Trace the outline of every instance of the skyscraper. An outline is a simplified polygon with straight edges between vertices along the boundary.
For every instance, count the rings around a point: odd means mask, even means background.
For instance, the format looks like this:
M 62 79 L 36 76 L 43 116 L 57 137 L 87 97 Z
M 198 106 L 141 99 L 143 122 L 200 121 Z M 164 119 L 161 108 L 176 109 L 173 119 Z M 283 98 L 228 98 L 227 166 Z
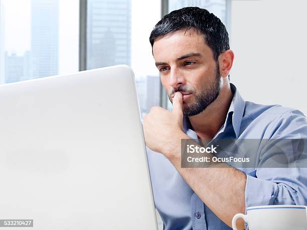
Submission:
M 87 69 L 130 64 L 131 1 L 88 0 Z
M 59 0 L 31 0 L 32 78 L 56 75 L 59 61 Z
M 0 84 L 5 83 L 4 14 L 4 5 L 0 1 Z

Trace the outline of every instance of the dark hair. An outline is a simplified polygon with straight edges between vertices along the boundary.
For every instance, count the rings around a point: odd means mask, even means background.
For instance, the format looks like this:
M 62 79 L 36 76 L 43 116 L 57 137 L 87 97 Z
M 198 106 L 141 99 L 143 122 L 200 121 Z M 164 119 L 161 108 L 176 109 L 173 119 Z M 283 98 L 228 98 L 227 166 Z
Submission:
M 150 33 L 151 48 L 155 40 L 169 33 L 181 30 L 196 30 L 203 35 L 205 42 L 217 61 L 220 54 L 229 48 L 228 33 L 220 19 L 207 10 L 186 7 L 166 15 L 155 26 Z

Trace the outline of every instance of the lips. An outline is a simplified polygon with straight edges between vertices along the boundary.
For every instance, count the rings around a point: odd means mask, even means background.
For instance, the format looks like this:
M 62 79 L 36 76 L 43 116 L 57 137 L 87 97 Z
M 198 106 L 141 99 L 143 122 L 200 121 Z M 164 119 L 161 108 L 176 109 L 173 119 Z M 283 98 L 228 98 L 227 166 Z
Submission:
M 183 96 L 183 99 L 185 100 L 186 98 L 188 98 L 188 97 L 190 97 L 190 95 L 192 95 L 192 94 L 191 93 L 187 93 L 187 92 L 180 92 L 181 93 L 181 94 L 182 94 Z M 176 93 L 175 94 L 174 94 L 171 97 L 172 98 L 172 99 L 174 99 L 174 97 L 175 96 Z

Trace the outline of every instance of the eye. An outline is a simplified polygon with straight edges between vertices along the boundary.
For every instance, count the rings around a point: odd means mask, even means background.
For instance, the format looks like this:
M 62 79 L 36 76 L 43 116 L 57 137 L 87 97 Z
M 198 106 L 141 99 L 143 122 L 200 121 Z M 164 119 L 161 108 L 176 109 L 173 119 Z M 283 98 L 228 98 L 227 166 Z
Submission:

—————

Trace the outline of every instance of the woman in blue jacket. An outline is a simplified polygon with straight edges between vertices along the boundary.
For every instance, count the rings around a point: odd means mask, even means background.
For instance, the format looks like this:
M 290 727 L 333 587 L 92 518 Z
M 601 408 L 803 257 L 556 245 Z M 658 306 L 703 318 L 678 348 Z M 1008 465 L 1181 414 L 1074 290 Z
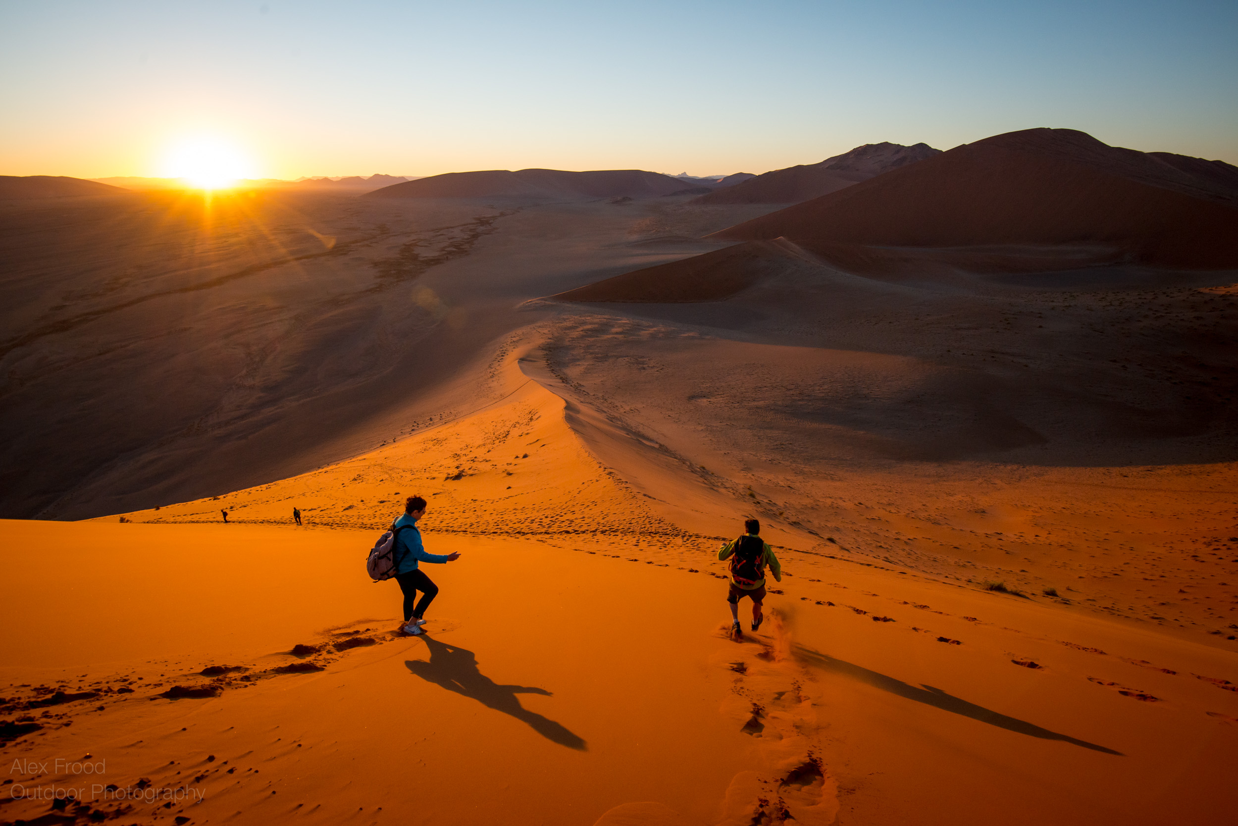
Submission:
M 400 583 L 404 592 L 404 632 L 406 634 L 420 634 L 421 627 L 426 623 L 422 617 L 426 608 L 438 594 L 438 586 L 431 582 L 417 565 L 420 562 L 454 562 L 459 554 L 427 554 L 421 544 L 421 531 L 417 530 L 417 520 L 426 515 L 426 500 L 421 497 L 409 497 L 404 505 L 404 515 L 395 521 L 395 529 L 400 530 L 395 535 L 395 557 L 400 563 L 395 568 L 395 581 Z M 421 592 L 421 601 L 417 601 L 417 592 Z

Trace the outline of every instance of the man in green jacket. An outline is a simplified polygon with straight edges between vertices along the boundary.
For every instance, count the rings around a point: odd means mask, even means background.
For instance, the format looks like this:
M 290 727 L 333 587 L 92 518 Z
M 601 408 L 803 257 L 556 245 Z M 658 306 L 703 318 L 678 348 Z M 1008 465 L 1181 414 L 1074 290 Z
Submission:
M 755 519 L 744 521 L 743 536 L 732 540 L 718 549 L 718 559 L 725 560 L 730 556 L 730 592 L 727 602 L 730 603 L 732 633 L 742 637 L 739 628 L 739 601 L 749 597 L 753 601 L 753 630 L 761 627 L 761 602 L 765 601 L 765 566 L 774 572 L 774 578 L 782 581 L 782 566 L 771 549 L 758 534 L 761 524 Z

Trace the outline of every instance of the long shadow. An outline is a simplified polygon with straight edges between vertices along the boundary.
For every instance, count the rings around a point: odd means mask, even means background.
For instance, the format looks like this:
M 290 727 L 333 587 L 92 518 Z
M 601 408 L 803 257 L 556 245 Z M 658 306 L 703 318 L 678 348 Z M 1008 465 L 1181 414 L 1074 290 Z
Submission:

—————

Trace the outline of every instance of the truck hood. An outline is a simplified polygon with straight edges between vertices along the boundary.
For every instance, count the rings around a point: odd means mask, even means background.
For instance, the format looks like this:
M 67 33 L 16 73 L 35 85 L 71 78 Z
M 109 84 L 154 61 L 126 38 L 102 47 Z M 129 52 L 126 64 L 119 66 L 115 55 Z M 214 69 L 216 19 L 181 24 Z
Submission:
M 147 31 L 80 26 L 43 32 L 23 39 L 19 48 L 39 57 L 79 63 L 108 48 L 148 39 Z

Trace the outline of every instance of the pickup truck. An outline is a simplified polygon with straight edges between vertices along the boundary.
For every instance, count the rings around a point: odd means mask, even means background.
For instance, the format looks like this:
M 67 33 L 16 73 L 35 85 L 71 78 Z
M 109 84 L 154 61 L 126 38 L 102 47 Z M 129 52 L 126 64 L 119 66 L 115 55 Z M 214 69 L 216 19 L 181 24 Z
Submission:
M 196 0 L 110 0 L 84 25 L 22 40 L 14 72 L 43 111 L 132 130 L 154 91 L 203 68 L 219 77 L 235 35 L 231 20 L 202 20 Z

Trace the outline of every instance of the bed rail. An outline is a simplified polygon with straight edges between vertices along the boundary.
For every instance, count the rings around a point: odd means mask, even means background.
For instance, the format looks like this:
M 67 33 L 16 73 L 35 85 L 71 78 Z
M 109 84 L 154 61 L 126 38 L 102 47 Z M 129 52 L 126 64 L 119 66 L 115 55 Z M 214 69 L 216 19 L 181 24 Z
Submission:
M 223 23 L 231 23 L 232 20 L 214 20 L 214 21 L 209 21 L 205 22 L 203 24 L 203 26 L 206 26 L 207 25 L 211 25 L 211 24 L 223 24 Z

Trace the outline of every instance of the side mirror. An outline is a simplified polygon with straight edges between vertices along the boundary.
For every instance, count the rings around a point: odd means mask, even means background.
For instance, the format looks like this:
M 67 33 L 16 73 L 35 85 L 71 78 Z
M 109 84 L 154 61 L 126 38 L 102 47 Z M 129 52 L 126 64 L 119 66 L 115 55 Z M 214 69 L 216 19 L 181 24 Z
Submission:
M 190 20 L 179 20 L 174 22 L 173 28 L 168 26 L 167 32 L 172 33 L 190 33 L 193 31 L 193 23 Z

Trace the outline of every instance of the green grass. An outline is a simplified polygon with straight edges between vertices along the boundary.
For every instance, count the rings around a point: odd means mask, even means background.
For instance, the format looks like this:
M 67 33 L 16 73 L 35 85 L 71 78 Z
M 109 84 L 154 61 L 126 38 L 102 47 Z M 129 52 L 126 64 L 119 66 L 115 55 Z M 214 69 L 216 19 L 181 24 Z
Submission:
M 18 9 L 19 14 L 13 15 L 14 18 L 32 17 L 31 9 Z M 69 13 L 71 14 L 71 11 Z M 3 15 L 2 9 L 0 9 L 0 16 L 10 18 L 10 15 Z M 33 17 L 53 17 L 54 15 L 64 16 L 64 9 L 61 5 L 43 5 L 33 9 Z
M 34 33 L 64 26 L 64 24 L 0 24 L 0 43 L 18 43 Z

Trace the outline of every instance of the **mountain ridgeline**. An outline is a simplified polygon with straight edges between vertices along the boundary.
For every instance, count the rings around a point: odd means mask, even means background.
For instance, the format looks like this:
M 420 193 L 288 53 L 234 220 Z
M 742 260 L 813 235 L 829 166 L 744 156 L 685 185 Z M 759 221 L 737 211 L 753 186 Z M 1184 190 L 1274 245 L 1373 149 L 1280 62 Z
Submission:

—————

Problem to work on: Please give everything above from the line containing "Trace the outline of every instance of the skyscraper." down to the line containing "M 0 84 L 5 83 L 4 14 L 4 5 L 0 1 Z", both included, as a numbered list with blank lines dropped and pictures left out.

The completed task:
1. Trace the outline of every instance of the skyscraper. An outline is a simplified polygon with straight edges between vertices along the boundary.
2. For every instance, count the rings around a point: odd means mask, even means background.
3. For instance, the format looks like this:
4. M 62 79 L 36 76 L 43 116 L 57 137 L 87 97 Z
5. M 198 106 L 141 99 L 143 122 L 200 121 Z M 164 119 L 161 108 L 176 109 L 173 119 Z M 283 98 L 228 98 L 227 166 Z
6. Submission:
7. M 87 69 L 130 64 L 131 1 L 88 0 Z
8. M 59 0 L 31 0 L 32 78 L 56 75 L 59 61 Z
9. M 0 84 L 5 83 L 4 14 L 4 5 L 0 1 Z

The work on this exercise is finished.